- _GIVEN TASK_
Copy out the material below with "one marker per instance" swapped for "a single marker for each instance" everywhere it appears, leaving all else untouched. Omit the pictures from your copy.

- _SUPPLIED DATA_

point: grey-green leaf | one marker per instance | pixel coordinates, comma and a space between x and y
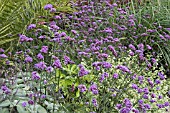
41, 109
21, 109
5, 103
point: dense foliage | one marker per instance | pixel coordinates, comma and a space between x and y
100, 58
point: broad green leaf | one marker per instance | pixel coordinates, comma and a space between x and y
21, 109
5, 103
5, 110
78, 93
41, 109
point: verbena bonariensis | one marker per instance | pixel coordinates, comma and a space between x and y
97, 65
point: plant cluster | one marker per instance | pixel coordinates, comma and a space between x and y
97, 59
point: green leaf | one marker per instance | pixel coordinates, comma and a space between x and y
41, 109
5, 103
78, 93
21, 109
5, 110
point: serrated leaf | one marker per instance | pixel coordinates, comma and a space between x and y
5, 103
21, 109
78, 93
5, 110
41, 109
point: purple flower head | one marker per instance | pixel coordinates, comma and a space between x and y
135, 110
119, 106
31, 26
145, 96
5, 89
52, 10
44, 49
2, 50
157, 81
24, 104
127, 103
106, 65
40, 56
57, 17
132, 47
147, 106
49, 69
3, 56
93, 89
141, 46
134, 86
31, 102
161, 75
83, 71
67, 60
148, 47
102, 78
40, 65
123, 68
28, 59
74, 32
82, 88
43, 96
35, 76
115, 75
112, 49
153, 95
169, 92
146, 90
140, 101
48, 6
125, 110
140, 78
94, 102
57, 64
42, 37
166, 104
45, 82
153, 60
131, 53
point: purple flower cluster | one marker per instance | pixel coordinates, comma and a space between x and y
5, 89
93, 88
35, 76
82, 88
83, 71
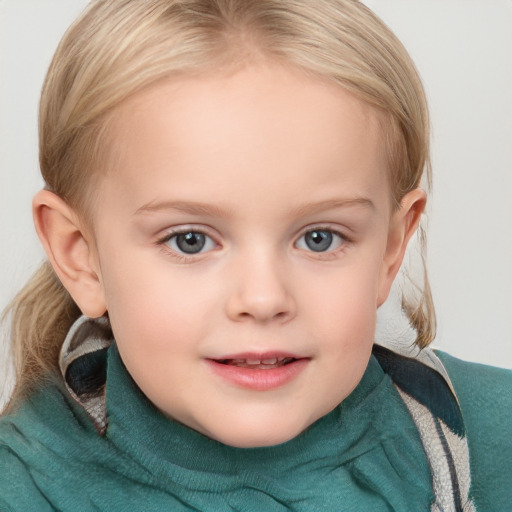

- _ANSWER FOR THIS EXERCISE_
point: grey-green leaf | a single marker for each instance | pixel coordinates, comma and a space between x and y
41, 109
21, 109
5, 103
point: dense foliage | a single marker for each instance | pixel coordinates, comma and a space between x and y
100, 58
point: broad green leaf | a single marker for each instance | pixel coordinates, comma and a space between x and y
21, 109
5, 103
5, 110
78, 93
41, 109
point: verbena bonariensis | a single marker for each instance | pixel coordinates, comma and a space between x and y
97, 65
point: plant cluster | a single marker for each instance | pixel coordinates, comma and a space between x and y
97, 59
point: green leaf | a single marker for each instance | pixel coordinates, comma and a space between x and y
41, 109
5, 103
78, 93
21, 109
5, 110
point: serrated leaf | a single marker for each instance | pixel coordinates, comma and a space between x and y
5, 103
21, 109
78, 93
5, 110
41, 109
point: purple flower head | a single marker for each instance | pixel coordinates, comma and a space between x and y
135, 110
119, 106
31, 26
145, 96
5, 89
52, 10
44, 49
2, 50
157, 81
24, 104
127, 103
106, 65
40, 56
57, 17
132, 47
147, 106
49, 69
3, 56
93, 89
141, 46
134, 86
31, 102
161, 75
83, 71
67, 60
148, 47
102, 78
40, 65
123, 68
28, 59
74, 32
82, 88
43, 96
35, 76
115, 75
112, 49
153, 95
169, 92
146, 90
140, 101
48, 6
125, 110
140, 78
94, 102
57, 64
42, 37
166, 104
45, 82
153, 60
131, 53
point: purple flower cluster | a single marker for each instance | pixel coordinates, comma and a space between x and y
5, 89
93, 88
35, 76
82, 88
83, 71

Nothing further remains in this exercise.